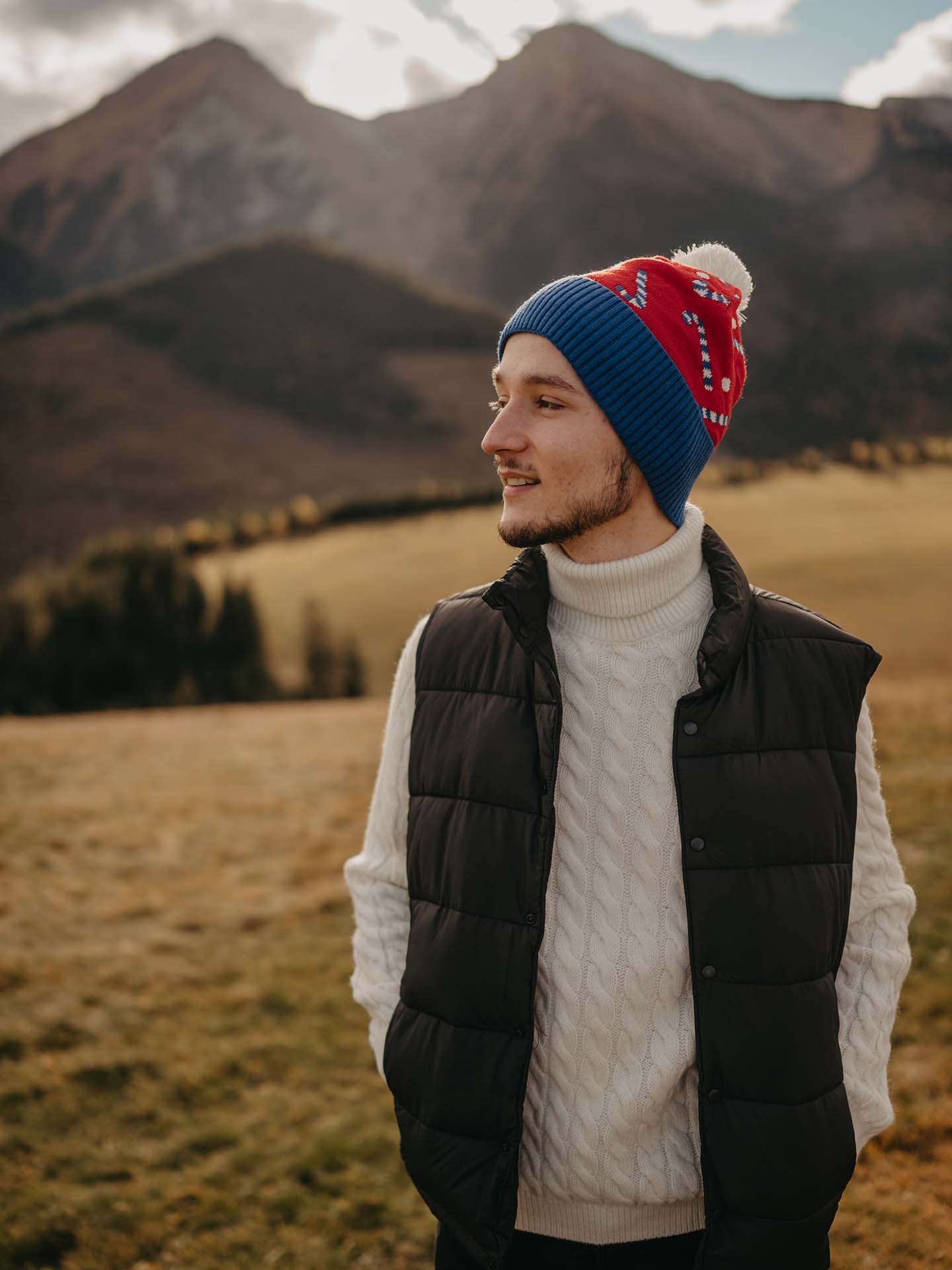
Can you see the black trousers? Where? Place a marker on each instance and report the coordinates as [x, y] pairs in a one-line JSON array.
[[530, 1251]]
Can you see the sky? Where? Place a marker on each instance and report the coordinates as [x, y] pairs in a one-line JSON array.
[[365, 58]]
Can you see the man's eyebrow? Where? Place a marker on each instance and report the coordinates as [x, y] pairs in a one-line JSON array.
[[553, 381]]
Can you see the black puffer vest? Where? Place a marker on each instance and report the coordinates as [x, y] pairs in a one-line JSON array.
[[763, 753]]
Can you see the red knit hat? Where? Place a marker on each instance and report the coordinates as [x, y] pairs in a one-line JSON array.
[[696, 316], [656, 345]]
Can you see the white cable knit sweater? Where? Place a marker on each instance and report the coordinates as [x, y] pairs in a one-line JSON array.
[[611, 1144]]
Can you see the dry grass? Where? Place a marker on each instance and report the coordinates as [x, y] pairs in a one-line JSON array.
[[184, 1078], [861, 548]]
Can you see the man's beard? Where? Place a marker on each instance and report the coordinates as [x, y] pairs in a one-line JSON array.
[[580, 517]]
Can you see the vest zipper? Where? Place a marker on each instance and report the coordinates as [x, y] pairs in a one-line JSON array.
[[692, 956]]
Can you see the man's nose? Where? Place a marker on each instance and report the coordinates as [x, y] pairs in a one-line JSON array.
[[504, 432]]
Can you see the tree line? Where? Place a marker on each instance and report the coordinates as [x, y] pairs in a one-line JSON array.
[[131, 625]]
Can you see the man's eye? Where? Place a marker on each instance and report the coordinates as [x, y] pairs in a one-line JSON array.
[[539, 402]]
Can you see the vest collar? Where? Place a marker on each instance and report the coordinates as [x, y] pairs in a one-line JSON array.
[[522, 595]]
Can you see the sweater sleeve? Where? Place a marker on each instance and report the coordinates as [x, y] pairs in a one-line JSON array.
[[376, 876], [877, 955]]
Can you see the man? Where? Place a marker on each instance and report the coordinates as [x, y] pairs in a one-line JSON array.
[[631, 927]]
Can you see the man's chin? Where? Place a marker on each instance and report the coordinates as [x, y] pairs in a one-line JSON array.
[[524, 534]]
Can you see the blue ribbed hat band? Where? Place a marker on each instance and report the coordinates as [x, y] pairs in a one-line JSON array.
[[631, 376]]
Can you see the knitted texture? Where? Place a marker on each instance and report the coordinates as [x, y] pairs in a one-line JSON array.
[[611, 1141], [656, 345]]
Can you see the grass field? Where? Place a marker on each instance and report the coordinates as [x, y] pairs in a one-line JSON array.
****************************************
Work item.
Your task is to reproduce all of the material exactly. The pictures stay out.

Solved problem.
Can you see the black trousers? Where? Place a marker on each instance and report the coordinates as [x, y] pairs in a one-line JSON array.
[[530, 1251]]
Can you see the sky? Where? Place a marker on each instance and report the coordinates as [x, y] pairs in a one-line JSON array.
[[365, 58]]
Can you see the man's eyebrow? Where? Place a marker on each instance and report the coordinates as [x, y] pairs in a one-line JSON array.
[[553, 381]]
Can you see the black puffer vest? Where? Place a marker on each instance and report the coordinates as [x, y] pairs in a one-line JSON array.
[[763, 753]]
Can you see the red knit hat? Where? Place a marker on each instance and report the coordinates as [x, y] pairs in a one-line JSON array.
[[696, 316], [656, 345]]
Can you see the white cable knit sweater? Where? Place a marker on each instance and report the coordinates as [x, y] pairs in a one-line JSON array.
[[611, 1144]]
Can you see the dry grass? Where? Place a marker on each instance and report the coordinates as [x, y] pairs in a one-line JSON array.
[[184, 1078], [861, 548]]
Can you see the man's beard? Where? Place a marker on each instance and report the coordinates as [x, y] pairs in a one-line JSON array.
[[580, 517]]
Can you see the vest zipper? Where? Place a marker on each instance and report the coordinates as [x, y] pairs in a one-line JSON array.
[[692, 956]]
Can you see the man's nose? Where? Place a marker on each instance and report the coordinates as [x, y] pairs in a one-line JSON array.
[[504, 432]]
Can you see the tree line? Where? Place a marker on each instance and report the coordinates as [x, y] pairs in a one-line JSON array.
[[131, 625]]
Can you see the man's eye? Where? Place a marker on each instance and report the coordinates as [x, y] pairs in a one-line JSON array.
[[539, 402]]
Can you see the vest collar? Where? Place a marker on each instance and report the coordinates as [x, y] pairs in a one-line JSON array.
[[522, 595]]
Can you see the sweater sleeve? Where? Place a marker on each instance and report the coordinates as [x, y] pairs in a one-line JSON array.
[[376, 876], [877, 955]]
Can you see the man? Where? Place a marker on each instance and report the coordinates as [x, y] pairs in a one-line JSON array.
[[631, 927]]
Can you see the man's chin? Where? Place a marker on each instance and report the coordinates as [x, y] pairs in a one-line JSON array.
[[524, 534]]
Can you see the blue ribbed hat band? Where? Place a marker on each instance and report the coordinates as [x, y] pairs in a one-line JSON array.
[[631, 376]]
Can you see the knitted texture? Where? Place a marker on each instance and report the coordinates as [x, y] pairs in a one-line JSON array.
[[611, 1141], [656, 345]]
Can you see the grass field? Where? Place a marker on each instance and report the coordinates as [x, y] pairs in a one-line JSON array.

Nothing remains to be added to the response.